YOUR INSTRUCTIONS
Print the entries verbatim, leaving out the images they contain.
---+---
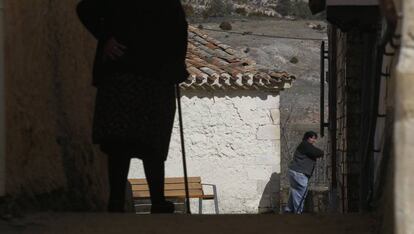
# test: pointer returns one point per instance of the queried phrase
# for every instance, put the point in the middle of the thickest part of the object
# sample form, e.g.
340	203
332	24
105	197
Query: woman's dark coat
154	32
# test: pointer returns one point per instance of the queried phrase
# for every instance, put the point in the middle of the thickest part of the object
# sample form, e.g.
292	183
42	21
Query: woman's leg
118	166
154	172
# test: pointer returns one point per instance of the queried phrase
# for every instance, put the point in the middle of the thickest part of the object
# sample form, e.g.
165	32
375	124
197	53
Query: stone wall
51	163
404	123
233	141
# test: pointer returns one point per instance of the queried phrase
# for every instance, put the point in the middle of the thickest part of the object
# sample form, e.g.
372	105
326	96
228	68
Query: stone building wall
233	141
51	163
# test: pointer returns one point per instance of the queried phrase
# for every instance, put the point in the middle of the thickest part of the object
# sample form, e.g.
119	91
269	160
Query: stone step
100	223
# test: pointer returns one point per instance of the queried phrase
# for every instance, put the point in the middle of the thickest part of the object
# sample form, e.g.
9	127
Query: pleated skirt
134	114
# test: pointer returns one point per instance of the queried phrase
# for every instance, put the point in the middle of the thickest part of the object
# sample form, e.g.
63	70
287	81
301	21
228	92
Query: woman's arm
91	14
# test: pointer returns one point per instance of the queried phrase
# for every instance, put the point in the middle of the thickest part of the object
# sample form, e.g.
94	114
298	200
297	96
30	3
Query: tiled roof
214	65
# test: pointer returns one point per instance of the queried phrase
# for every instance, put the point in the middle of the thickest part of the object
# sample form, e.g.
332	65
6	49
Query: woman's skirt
134	114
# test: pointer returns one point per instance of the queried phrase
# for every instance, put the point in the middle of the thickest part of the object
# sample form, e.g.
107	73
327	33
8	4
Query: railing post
2	106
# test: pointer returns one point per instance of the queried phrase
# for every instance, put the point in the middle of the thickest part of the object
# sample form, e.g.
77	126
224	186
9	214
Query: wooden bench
174	188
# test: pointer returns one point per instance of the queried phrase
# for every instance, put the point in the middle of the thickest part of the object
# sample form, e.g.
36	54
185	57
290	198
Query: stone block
275	115
268	102
268	132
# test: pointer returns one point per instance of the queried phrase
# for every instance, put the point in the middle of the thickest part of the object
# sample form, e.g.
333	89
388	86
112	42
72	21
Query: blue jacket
304	158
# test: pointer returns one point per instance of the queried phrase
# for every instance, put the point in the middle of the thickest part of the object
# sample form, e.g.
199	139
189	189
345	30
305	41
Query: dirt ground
240	224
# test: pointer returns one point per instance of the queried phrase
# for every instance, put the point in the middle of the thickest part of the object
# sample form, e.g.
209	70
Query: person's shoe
165	207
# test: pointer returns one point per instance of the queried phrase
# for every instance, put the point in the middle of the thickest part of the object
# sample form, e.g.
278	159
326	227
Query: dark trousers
118	167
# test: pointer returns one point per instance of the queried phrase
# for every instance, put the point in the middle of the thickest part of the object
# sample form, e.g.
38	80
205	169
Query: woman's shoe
165	207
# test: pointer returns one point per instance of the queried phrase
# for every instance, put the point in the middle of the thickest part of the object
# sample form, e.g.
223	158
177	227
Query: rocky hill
272	8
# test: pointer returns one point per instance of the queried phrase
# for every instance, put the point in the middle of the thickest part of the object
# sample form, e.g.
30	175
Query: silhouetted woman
140	56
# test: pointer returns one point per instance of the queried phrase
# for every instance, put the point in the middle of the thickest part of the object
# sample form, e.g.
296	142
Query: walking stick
180	117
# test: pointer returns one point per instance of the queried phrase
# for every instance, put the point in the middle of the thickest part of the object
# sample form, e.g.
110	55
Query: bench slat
168	180
168	187
170	194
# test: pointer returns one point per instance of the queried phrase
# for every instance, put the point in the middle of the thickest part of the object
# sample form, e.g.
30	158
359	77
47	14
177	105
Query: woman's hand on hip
---+---
THE COMPLETED TASK
# test: pointer returns one point per instance of the queried phrase
# for every instance, put the point in the middle of the thickest part of the object
# sample form, e.g.
340	203
332	24
105	197
Query: woman's dark coat
154	32
# test: pointer returns one point per instance of the queried phrase
# for every instance, put the point in the middle of the thickest part of the object
# sample form, e.g.
292	183
42	21
Query: woman's leg
118	166
154	172
# test: pointer returns one point per instance of the queried phrase
# for every instance, put the point in the middle of the thickest part of the object
# sample form, e.g.
165	32
375	124
197	53
Query: stone wall
51	163
404	123
233	141
# test: pointer returns one point per instance of the queried phrase
# for every instance, put the point in the middle of the thickest part of the object
# sample form, e.g.
372	105
326	96
228	68
Query: stone building wall
233	141
51	163
# test: pointer returns one point per instance of the queried phrase
# for every instance, put the point in the middle of the thickest part of the object
# sample form, e.g.
119	91
269	160
Query: stone step
100	223
# test: pointer returns one point per instance of the queried phrase
# for every instance, put the point in the middle of the thickest part of the object
# sample form, e.g.
9	127
Query: pleated skirt
134	114
# test: pointer returns one point per instance of the queried phrase
# for every instance, put the point in the middle of the thickest part of the object
# sample form, e.g.
63	70
287	81
301	21
228	92
Query: woman's arm
91	14
# test: pointer returns one point per instance of the queried phrase
# for every instance, put the point in the middle of the thickest part of the object
# sample form, e.g.
94	114
298	200
297	96
30	3
Query: tiled roof
214	65
# test: pointer returns one point per instance of the queried phrase
# for every instance, put the point in the middle of the thickest part of the object
# sample form, e.g.
332	65
6	49
Query: woman's skirt
134	114
# test: pointer returns one point per instance of the queried phrase
# for every instance, put the point in the middle of the thickest part of the object
# sample form, e.g.
107	73
327	33
8	4
Query: railing post
2	106
# test: pointer returns one point per instance of the queried phrase
# for every instance, put the point in the middle of the thickest part of the object
# sample form, e.g.
77	126
224	186
9	214
Query: wooden bench
174	188
# test: pointer returns one point per instance of the queried phrase
# for every instance, put the point in the middle of the thickest part of the object
# sample form, e.g.
36	54
185	57
290	198
Query: stone block
275	115
268	102
268	132
# test: pointer returns one point per instance of the queried phrase
# for every instance, put the point in the middle of the thickest part of the object
# sample form, e.g.
333	89
388	86
112	42
72	21
Query: blue jacket
304	158
# test: pointer returns one point per instance of the queried phrase
# for every instance, put the point in the middle of the thickest part of the object
# sample form, e.g.
199	139
189	189
345	30
305	41
Query: dirt ground
240	224
# test: pointer returns one point per instance of the queried phrase
# for every instance, put the point in the middle of the thickest part of the object
# sample form, e.g.
209	70
Query: person's shoe
165	207
# test: pointer returns one point per instance of the queried phrase
# for every instance, put the point in the middle of the thickest part of the object
# sample form, e.g.
278	159
326	227
Query: dark trousers
118	167
# test: pointer returns one point per instance of the queried phrase
# for every instance, put the point in the middle of the thickest part of the object
# sample form, e.g.
38	80
205	169
Query: woman's shoe
165	207
# test: pointer returns one point per instance of the queried phrase
# for every instance, put the point in the middle of the thickest part of the object
# sample form, e.g.
223	158
177	227
Query: rocky hill
272	8
# test: pointer returns one point per instance of the queried phrase
# for every instance, put the point in the middle of the thickest part of the object
# sample form, e.g.
30	175
Query: silhouetted woman
140	56
# test: pointer returns one point per instance of the queried phrase
# for every instance, put the point in the middle of the thickest part of the object
# sample form, e.g.
296	142
Query: walking stick
180	117
# test: pointer returns one point per instance of the queried phrase
# for every instance, put the point in the middle of the thickest part of the object
# sample form, e.g.
110	55
Query: bench slat
168	180
168	187
170	194
# test: pointer returns one point per instance of the queried phrase
# for every instance, put the point in the middle of the thickest part of the object
# sample form, e.g.
30	158
359	77
47	14
177	105
Query: woman's hand on hip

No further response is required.